> **EXERCISE OBJECTIVE**:
Lay out the records below as a Markdown table with the columns "Line No." and "Text," one row per line, skipping any blank lines. Leave the pictures out of the table.

> **DATA EXTRACT**:
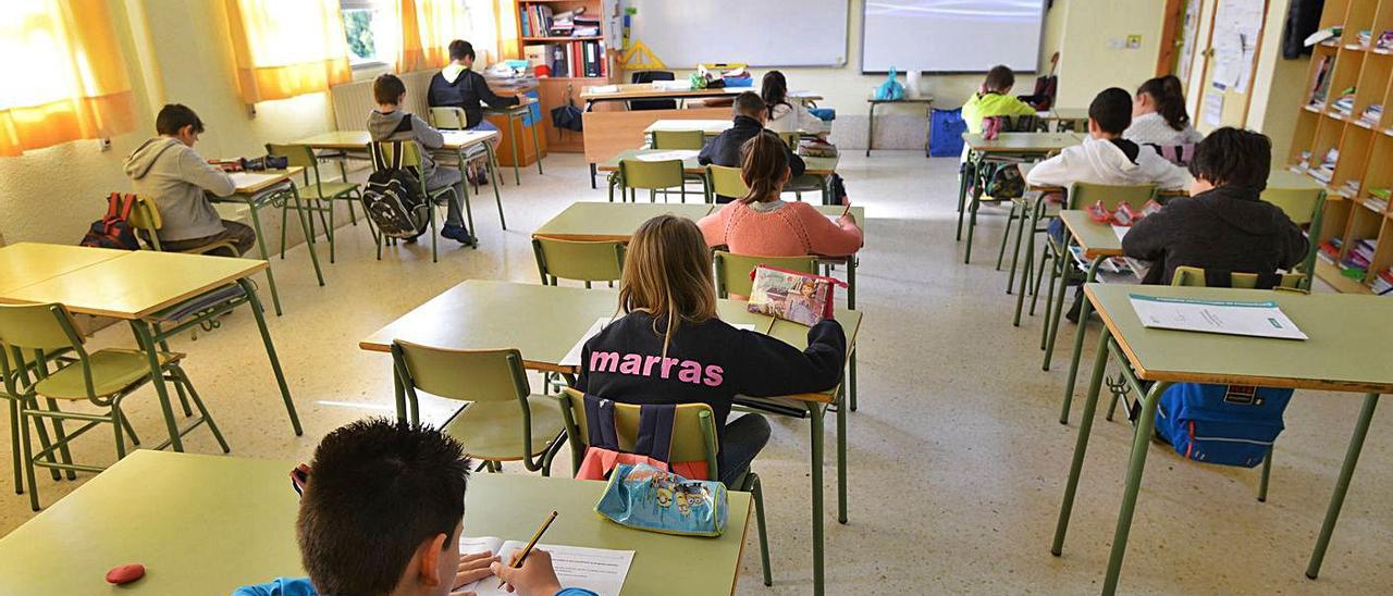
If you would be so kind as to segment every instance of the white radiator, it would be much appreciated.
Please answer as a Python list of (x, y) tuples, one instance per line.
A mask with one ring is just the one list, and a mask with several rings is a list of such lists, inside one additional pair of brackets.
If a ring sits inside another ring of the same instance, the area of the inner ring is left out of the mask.
[[(430, 77), (437, 71), (415, 71), (401, 77), (407, 85), (407, 111), (417, 114), (421, 120), (430, 121), (430, 110), (426, 107), (426, 89), (430, 88)], [(334, 123), (340, 131), (361, 131), (368, 123), (368, 113), (378, 107), (372, 99), (372, 79), (354, 81), (334, 85), (329, 89), (329, 97), (334, 106)]]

> **RESPONSE TO THIS EXERCISE**:
| Line No. | Text |
|---|---|
| 1 | If you would be so kind as to segment every instance of the white radiator, it would be much appreciated. |
| 2 | Please answer as a Python list of (x, y) tuples, one instance per line. |
| 3 | A mask with one ring is just the one list, and a mask with several rings is a list of such lists, inside one additional pair of brackets. |
| 4 | If a ring sits inside another ring of the same instance, the area of the inner ring is left out of the mask. |
| 5 | [[(430, 77), (437, 71), (415, 71), (401, 77), (407, 85), (407, 111), (417, 114), (421, 120), (430, 121), (430, 110), (426, 107), (426, 89), (430, 88)], [(334, 123), (340, 131), (361, 131), (368, 123), (368, 113), (378, 107), (372, 99), (372, 79), (354, 81), (334, 85), (329, 89), (329, 97), (334, 106)]] |